== EXTRACT ==

================================

Based on the above observation, we propose Tree-structured Kronecker Convolutional Network (TKCN) for semantic segmentation, which employs Kronecker convolution and TFA module to form a unified framework. We perform experiments on three popular semantic segmentation benchmarks, including PASCAL VOC 2012, Cityscapes and PASCAL-Context. Experimental results verify the effectiveness of our proposed approaches. Our main contributions can be summarized into three aspects:

  • We propose Kronecker convolutions, which can effectively capture partial detail information and enlarge the field of view simultaneously, without introducing extra parameters.

  • We develop Tree-structured Feature Aggregation module to capture hierarchical contextual information and represent multi-scale objects, which is beneficial for better understanding complex scenes.

  • Without any post-processing steps, our designed TKCN achieves impressive results on the benchmarks of PASCAL VOC 2012, Cityscapes and PASCAL-Context.

2 Related Work

In this section, we firstly overview the using of Kronecker product in deep learning and popular semantic segmentation approaches, and then introduce related approaches of two aspects of semantic segmentation, including Conditional Random Fields (CRFs) and Multi-scale Feature Fusion.

Kronecker Product KFC [10] uses Kronecker product to exploit the local structures within convolution and fully-connected layers, by replacing the large weight matrices and by combinations of multiple Kronecker products of smaller matrices, which can approximate the weight matrices of the fully connected layer. In contrast to them, we employ Kronecker product to expand the standard convolutional kernel for enlarging the receptive field of filters, and capturing partial information neglected by atrous convolutions.

================================

== ROWS ==
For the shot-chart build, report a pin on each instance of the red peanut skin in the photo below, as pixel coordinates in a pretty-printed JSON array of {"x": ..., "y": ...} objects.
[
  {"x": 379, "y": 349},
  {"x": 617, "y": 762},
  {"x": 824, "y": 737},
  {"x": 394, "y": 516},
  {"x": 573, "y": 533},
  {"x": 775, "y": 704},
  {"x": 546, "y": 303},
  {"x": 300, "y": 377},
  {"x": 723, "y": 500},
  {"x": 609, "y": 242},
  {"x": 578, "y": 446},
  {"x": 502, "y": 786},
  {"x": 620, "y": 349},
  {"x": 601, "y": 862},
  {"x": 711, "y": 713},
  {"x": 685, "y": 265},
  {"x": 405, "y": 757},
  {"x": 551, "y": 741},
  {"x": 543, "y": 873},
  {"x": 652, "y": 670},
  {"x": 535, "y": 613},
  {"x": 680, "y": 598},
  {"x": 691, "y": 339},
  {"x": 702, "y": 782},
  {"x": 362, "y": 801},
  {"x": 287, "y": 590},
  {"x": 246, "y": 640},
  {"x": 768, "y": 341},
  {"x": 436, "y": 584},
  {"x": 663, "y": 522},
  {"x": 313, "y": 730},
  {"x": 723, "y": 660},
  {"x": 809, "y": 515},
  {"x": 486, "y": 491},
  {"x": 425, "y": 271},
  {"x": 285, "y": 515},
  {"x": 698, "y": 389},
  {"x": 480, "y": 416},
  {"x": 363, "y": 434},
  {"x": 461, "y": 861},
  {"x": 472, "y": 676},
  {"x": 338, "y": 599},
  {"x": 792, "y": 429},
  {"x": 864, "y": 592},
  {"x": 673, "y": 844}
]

================================

== TASK OBJECTIVE ==
Pick up the TKCN excerpt after its last sentence and keep writing. The material has no connection to the TKCN excerpt.

== EXPECTED ANSWER ==
Figure 2: Architecture of the proposed TKCN. We employ Kronecker convolutions in ResNet-101 ‘Res4’ and ‘Res5’. Tree-structured Feature Aggregation module is implemented after the last layer of ‘Res5’.

Semantic Segmentation Semantic segmentation is a fundamental task in computer vision. Recently, approaches based on Deep Convolutional Neural Networks [11, 5, 6] achieve remarkable progress in semantic segmentation task, such as DeconvNets [12], DeepLab [1] and FCNs [2]. FCNs transfer the networks of image classification for pixel-level labeling. DeconvNets employ multiple deconvolution layers to enlarge feature maps and generate whole-image predictions. DeepLab methods use atrous convolutions to enlarge the receptive fields so as to capture contextual information. Following these structures, many frameworks are proposed to further improve the accuracy of semantic segmentation.

Conditional Random Fields One common approach to capture fine-grained details and refine the segmentation predictions is CRFs, which are suitable for capturing long-range dependencies and fine local details. CRFasRNN [13]

reformulates DenseCRF with pairwise potential functions and unrolls the mean-field steps as recurrent neural networks, which composes a uniform framework and can be learned end-to-end. Differently, DeepLab frameworks

[1] use DenseCRF [14] as post-processing. After that, many approaches combine CRFs and DCNNs in the uniform frameworks, such as combining Gaussian CRFs [15] and specific pairwise potentials [16]. In contrast, some other approaches directly learn pairwise relationships. SPN [17] constructs a row/column linear propagation model to capture dense, global pairwise relationships in an image, and Spatial CNN [18] learns the spatial relationships of pixels across rows and columns in an image. While these approaches achieve remarkable improvement, they increase the overall computational complexity of the networks.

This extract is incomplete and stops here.